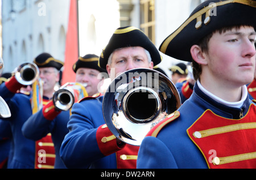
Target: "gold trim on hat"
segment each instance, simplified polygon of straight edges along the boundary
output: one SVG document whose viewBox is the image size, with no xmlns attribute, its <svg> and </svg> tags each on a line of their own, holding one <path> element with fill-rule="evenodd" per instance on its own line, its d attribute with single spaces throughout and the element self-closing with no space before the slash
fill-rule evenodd
<svg viewBox="0 0 256 180">
<path fill-rule="evenodd" d="M 79 58 L 79 59 L 83 61 L 83 62 L 93 62 L 93 61 L 98 61 L 98 58 L 95 57 L 95 58 L 83 58 L 81 57 L 80 57 Z"/>
<path fill-rule="evenodd" d="M 225 5 L 230 3 L 239 3 L 241 4 L 248 5 L 251 7 L 256 7 L 256 1 L 252 0 L 228 0 L 225 1 L 221 1 L 219 2 L 214 3 L 216 4 L 216 6 L 220 6 L 222 5 Z M 165 40 L 163 43 L 163 45 L 161 46 L 160 51 L 163 53 L 165 53 L 166 52 L 166 49 L 167 49 L 168 45 L 170 42 L 187 26 L 188 24 L 189 24 L 194 19 L 197 18 L 197 17 L 201 16 L 203 14 L 205 14 L 207 11 L 210 10 L 212 8 L 212 7 L 210 6 L 208 6 L 207 7 L 204 7 L 201 10 L 196 12 L 193 15 L 192 15 L 190 18 L 189 18 L 181 25 L 172 34 L 171 34 L 169 37 L 168 37 L 166 40 Z"/>
<path fill-rule="evenodd" d="M 126 28 L 124 28 L 124 29 L 117 29 L 114 32 L 114 34 L 122 34 L 122 33 L 129 32 L 134 31 L 134 30 L 139 30 L 139 31 L 141 31 L 141 32 L 142 32 L 141 29 L 139 29 L 135 27 L 127 27 Z"/>
<path fill-rule="evenodd" d="M 178 71 L 181 74 L 187 74 L 188 73 L 188 70 L 186 68 L 185 71 L 183 71 L 180 67 L 178 66 L 173 66 L 170 69 L 170 70 L 172 72 L 175 72 L 176 71 Z"/>
<path fill-rule="evenodd" d="M 36 62 L 36 61 L 35 61 L 35 59 L 34 60 L 34 62 L 36 65 L 39 65 L 39 66 L 43 66 L 43 65 L 47 65 L 47 64 L 48 64 L 49 62 L 50 62 L 51 61 L 55 61 L 56 62 L 59 63 L 60 64 L 61 64 L 61 65 L 64 65 L 64 63 L 63 63 L 62 61 L 59 61 L 59 60 L 55 59 L 55 58 L 52 58 L 52 57 L 51 57 L 51 58 L 48 58 L 45 62 L 43 62 L 43 63 L 39 63 L 39 62 Z"/>
</svg>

#####

**GIVEN PROBLEM:** Repeat the data word for word, from its beginning through the line containing "segment each instance, simplified", both included. Leave the picture out of your answer.

**ANSWER IN FULL:**
Target: "gold trim on hat"
segment each instance, simplified polygon of straight edges along the boundary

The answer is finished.